# Water sitting on top of puck at end of the shot



## Sam_d (Feb 8, 2019)

So I'm running in to this problem after I have finished pulling my shot and the solenoid valve has activated I'm left with an amount of water still left on top of the puck that I need to pour out in to the drip try. There's probably only a few ml. The solenoid valve is working as it is dumping water doing in to the drip try. I was wondering if this is normal or not, if the solenoid valve is not working 100% or something

Any help and advice is most appreciated thanks


----------



## Inspector (Feb 23, 2017)

What machine do you have? I have gaggia classic and mine is doing the same. Not to worry i think.


----------



## Sam_d (Feb 8, 2019)

So I forgot to say it a 2015 (pre 15 model) with aluminium boiler and solenoid valve

I have only had the Machine a couple of months and it never used to happen but now it seems to happen like 99% of the time


----------



## jj-x-ray (Dec 31, 2017)

■ **Dataset rows**
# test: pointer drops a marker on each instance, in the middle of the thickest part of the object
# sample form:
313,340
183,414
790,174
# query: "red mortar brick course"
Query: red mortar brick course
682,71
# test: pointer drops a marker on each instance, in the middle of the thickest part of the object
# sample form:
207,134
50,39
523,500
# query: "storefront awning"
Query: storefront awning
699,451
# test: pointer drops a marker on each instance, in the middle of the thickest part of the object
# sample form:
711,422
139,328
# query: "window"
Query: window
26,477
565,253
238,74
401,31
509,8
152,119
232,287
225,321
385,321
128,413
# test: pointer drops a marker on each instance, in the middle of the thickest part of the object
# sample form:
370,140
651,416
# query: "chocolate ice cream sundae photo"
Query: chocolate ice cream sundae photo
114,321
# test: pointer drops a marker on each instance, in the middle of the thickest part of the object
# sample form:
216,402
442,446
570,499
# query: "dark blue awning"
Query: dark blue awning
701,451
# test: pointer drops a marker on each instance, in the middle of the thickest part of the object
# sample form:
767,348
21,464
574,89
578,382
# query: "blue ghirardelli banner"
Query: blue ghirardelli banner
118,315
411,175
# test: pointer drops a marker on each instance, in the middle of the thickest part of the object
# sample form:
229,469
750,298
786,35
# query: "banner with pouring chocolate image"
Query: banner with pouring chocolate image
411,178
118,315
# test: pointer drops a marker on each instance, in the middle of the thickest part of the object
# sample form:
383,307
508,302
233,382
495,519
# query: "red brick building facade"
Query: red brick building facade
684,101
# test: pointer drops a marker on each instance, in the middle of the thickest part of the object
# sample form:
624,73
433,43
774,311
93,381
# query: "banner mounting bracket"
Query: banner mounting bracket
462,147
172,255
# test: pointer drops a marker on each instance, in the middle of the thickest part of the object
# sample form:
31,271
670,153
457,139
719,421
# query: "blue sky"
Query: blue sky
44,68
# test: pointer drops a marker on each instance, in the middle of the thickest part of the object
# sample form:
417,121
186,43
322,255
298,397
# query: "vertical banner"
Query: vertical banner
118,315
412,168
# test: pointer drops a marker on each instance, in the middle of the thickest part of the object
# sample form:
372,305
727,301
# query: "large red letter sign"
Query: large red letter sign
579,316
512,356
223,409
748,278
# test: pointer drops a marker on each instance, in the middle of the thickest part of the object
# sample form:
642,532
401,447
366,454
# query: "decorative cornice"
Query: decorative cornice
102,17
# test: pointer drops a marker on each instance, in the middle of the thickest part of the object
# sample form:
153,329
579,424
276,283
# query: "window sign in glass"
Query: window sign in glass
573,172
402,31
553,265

■ **Exercise**
Copy out the thread about water left on the puck word for word, starting at "Any help and" and ending at "worry i think.".

■ **Task output**
Any help and advice is most appreciated thanks


----------



## Inspector (Feb 23, 2017)

What machine do you have? I have gaggia classic and mine is doing the same. Not to worry i think.